Consigne A
Répondez à ces questions d'après l'extrait sur Dominique Venner :
(i) Dans quelle ville, dans quel lieu et à quelle date s'est tenu le colloque ?
(ii) Quels sont les deux livres de Venner publiés en Italie ?
(iii) À quelle génération ces deux livres ont-ils fait connaître Venner ?
Consigne B
Poursuivez l'extrait sur Dominique Venner vu d'Italie à partir de sa dernière phrase.

Dominique Venner vu d’Italie
Intervention de Carlomanno Adinolfi, représentant de Casapound (Italie) au Colloque Dominique Venner, Paris, Maison de la Chimie, 17 mai 2014.
Jusqu’au 21 mai dernier, Dominique Venner n’était pas très connu des jeunes militants italiens. Ses deux seuls livres publiés en Italie, Baltikum et Le Soleil Blanc des vaincus, sont très rares, voire impossibles à trouver depuis plusieurs années. Ce sont en tout cas les deux livres qui ont fait connaître Venner à la génération des “anciens”, ceux des années 70. Baltikum, tout particulièrement, était très aimé par eux. Ils étaient touchés par cette tragédie épique mêlant différentes générations, jeunes et vétérans joints à un peuple en armes pour défendre ce qui semblait déjà perdu, pour continuer une guerre que tout le monde pensait perdue. Et, dans son ouvrage, Venner racontait cette histoire sous l’angle de l’épopée historique, oui, mais avec la fougue et la sensibilité de la guerre et du sang qui seuls peuvent avoir ceux qui les ont vraiment connus. Ce livre ne pouvait donc que créer un lien spirituel immédiat avec ceux qui, dans ces années 70, ont versé leur sang dans une guerre civile.

Lignes de données
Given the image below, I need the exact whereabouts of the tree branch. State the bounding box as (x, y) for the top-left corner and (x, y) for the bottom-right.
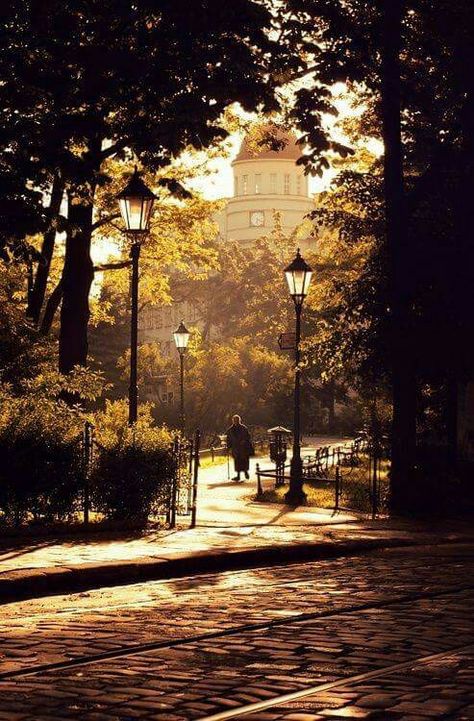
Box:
(94, 260), (132, 273)
(100, 140), (127, 160)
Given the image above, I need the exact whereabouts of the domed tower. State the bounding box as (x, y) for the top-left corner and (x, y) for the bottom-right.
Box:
(225, 126), (314, 245)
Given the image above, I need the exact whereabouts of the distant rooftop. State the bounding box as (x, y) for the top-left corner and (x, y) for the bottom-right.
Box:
(234, 126), (302, 162)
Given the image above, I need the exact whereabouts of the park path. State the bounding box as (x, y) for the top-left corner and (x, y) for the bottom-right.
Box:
(193, 436), (357, 533)
(0, 438), (362, 580)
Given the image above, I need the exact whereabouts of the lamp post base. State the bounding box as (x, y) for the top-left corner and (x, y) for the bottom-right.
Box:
(285, 456), (308, 506)
(285, 488), (308, 506)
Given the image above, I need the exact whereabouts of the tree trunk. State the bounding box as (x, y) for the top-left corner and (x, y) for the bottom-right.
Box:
(381, 0), (416, 512)
(27, 173), (64, 325)
(59, 198), (94, 373)
(40, 280), (63, 335)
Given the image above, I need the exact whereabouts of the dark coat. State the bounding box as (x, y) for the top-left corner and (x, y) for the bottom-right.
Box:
(226, 423), (253, 473)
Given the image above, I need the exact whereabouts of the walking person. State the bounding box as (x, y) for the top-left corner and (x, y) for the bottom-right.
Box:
(227, 415), (254, 481)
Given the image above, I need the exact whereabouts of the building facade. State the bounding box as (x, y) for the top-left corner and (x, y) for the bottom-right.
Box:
(139, 129), (315, 403)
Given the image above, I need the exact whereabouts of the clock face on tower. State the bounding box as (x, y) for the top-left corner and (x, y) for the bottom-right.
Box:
(250, 210), (265, 228)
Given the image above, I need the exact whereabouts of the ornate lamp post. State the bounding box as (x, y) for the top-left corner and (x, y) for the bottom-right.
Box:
(117, 166), (156, 426)
(285, 248), (313, 506)
(173, 321), (191, 431)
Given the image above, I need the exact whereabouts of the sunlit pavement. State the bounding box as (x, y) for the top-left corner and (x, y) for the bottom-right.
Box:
(0, 544), (474, 721)
(0, 438), (474, 601)
(0, 438), (359, 578)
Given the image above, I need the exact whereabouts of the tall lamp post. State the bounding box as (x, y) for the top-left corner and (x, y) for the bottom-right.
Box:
(117, 166), (156, 426)
(173, 321), (191, 431)
(285, 248), (313, 506)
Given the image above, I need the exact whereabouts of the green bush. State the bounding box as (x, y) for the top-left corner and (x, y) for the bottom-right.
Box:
(91, 401), (175, 525)
(0, 429), (82, 525)
(0, 387), (82, 525)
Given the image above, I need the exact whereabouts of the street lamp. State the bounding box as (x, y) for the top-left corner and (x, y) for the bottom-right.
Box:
(173, 321), (191, 431)
(285, 248), (313, 506)
(117, 166), (156, 426)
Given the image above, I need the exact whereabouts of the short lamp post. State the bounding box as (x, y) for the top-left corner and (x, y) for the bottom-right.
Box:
(285, 248), (313, 506)
(173, 321), (191, 431)
(117, 166), (156, 426)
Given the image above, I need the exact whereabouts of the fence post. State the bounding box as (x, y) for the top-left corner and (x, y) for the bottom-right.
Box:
(190, 431), (201, 528)
(256, 463), (263, 498)
(372, 448), (378, 520)
(82, 421), (94, 527)
(170, 436), (181, 528)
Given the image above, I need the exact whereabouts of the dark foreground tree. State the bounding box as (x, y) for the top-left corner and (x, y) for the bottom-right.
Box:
(1, 0), (304, 372)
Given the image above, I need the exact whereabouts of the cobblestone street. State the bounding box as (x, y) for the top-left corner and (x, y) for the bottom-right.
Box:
(0, 544), (474, 721)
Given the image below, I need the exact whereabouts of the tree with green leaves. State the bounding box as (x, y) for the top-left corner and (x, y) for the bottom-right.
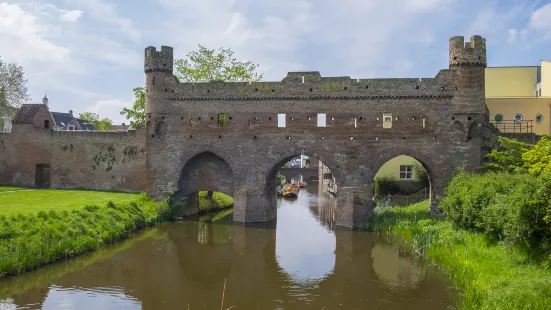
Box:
(0, 58), (30, 115)
(121, 45), (263, 128)
(522, 135), (551, 175)
(78, 112), (113, 131)
(483, 137), (533, 173)
(174, 45), (263, 83)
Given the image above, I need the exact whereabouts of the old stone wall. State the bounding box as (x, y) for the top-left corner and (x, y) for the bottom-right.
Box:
(144, 36), (488, 227)
(0, 124), (146, 191)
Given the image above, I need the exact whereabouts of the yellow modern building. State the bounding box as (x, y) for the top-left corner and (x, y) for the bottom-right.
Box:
(375, 60), (551, 185)
(486, 60), (551, 135)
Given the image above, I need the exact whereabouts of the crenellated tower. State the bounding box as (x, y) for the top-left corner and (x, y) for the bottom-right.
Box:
(144, 46), (174, 114)
(449, 35), (488, 117)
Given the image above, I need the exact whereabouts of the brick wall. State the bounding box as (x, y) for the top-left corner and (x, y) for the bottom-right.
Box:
(0, 124), (146, 191)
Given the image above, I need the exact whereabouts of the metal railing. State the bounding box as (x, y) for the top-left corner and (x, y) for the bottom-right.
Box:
(490, 120), (534, 133)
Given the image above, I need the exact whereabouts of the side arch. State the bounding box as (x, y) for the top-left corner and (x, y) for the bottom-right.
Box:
(369, 148), (440, 202)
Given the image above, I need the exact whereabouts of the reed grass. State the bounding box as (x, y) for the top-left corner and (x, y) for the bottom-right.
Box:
(0, 191), (172, 278)
(0, 185), (27, 192)
(363, 201), (551, 310)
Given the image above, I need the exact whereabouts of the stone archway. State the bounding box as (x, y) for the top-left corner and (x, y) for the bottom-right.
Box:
(171, 151), (234, 215)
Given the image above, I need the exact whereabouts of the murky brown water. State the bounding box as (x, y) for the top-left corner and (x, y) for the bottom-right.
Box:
(0, 183), (455, 310)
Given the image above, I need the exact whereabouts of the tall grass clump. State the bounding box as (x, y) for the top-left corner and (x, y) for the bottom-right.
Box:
(0, 194), (172, 278)
(364, 202), (551, 310)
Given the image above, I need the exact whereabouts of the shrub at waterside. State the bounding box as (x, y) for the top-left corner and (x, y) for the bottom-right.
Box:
(0, 194), (172, 278)
(199, 191), (233, 213)
(440, 171), (551, 267)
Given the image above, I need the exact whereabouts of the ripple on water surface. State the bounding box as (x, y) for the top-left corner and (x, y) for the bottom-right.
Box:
(0, 186), (453, 310)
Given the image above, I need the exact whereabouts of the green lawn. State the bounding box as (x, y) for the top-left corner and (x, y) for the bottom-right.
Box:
(0, 190), (139, 214)
(0, 185), (27, 192)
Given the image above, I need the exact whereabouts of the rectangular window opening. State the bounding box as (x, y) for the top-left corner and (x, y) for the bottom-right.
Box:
(277, 114), (287, 128)
(400, 165), (413, 180)
(318, 113), (326, 127)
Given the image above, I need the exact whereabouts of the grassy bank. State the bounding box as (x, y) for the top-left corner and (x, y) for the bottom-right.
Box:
(199, 191), (233, 213)
(364, 202), (551, 310)
(0, 228), (167, 300)
(0, 190), (144, 215)
(0, 190), (171, 278)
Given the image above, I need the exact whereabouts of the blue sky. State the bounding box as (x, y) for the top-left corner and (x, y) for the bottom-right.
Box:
(0, 0), (551, 123)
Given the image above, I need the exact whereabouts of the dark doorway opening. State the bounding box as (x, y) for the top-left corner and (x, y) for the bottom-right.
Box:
(34, 164), (50, 188)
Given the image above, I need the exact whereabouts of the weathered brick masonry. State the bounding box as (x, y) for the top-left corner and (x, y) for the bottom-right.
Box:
(145, 36), (494, 227)
(0, 36), (495, 227)
(0, 121), (146, 192)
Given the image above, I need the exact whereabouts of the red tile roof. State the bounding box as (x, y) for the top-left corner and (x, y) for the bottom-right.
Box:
(113, 125), (130, 131)
(12, 103), (45, 124)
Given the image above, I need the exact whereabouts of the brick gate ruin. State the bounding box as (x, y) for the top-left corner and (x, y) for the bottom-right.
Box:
(145, 36), (489, 227)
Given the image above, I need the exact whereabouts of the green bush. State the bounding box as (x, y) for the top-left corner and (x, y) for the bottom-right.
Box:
(440, 171), (551, 262)
(364, 201), (551, 310)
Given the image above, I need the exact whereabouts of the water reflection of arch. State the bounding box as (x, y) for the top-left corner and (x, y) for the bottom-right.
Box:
(371, 235), (427, 292)
(308, 190), (337, 231)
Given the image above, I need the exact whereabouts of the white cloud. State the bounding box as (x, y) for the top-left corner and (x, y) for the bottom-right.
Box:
(528, 3), (551, 40)
(507, 28), (518, 43)
(59, 10), (82, 22)
(0, 2), (71, 64)
(71, 0), (141, 42)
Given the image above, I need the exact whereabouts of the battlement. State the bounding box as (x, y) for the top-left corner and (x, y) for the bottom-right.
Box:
(152, 69), (453, 101)
(449, 35), (486, 68)
(144, 46), (174, 74)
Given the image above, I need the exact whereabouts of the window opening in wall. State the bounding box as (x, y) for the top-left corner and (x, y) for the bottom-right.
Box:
(277, 114), (286, 127)
(536, 113), (543, 124)
(34, 164), (50, 188)
(400, 165), (413, 180)
(383, 113), (392, 128)
(318, 113), (327, 127)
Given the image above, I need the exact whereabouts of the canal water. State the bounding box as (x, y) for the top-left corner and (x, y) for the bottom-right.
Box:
(0, 183), (456, 310)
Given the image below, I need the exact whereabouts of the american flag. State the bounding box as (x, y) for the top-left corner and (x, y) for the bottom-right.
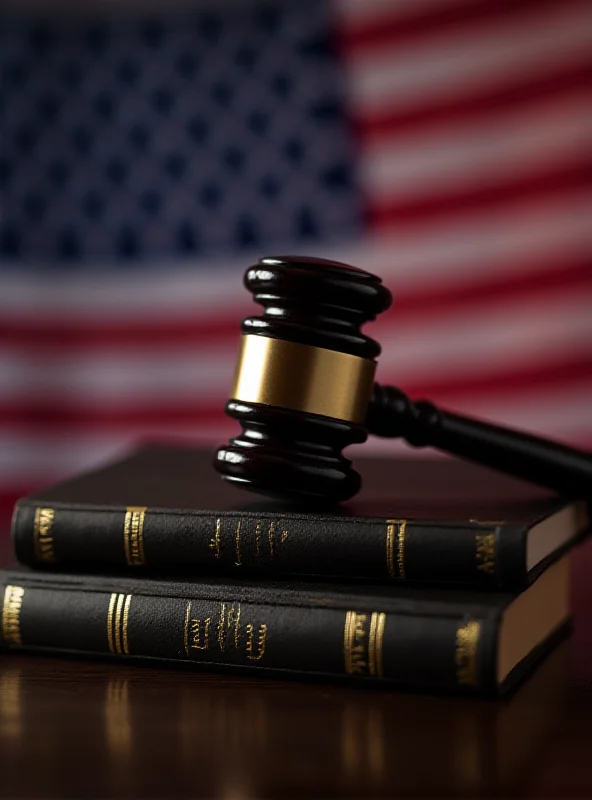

Résultat A
(i) À Paris, à la Maison de la Chimie, le 17 mai 2014.
(ii) Baltikum et Le Soleil Blanc des vaincus.
(iii) À la génération des « anciens », ceux des années 70.

Résultat B
Mais après le 21 mai, tout a changé : les jeunes militants du Blocco Studdentesco ont commencé à se renseigner, à questionner, pour en savoir davantage sur cet homme qui venait de faire le sacrifice ultime. Ils se sont mis à la recherche de livres “inaccessibles” et il y a même ceux qui ont cherché à dépasser l’obstacle de la langue étrangère afin de tenter d’apprendre davantage sur Venner. Il aura suffit de ce geste tragique pour tout changer, pour que ces jeunes militants reconnaissent immédiatement l’historien français comme « un des leurs », mais surtout comme une figure tutélaire, un esprit qui va rejoindre les rangs de ceux qui sont tombés pour indiquer le chemin.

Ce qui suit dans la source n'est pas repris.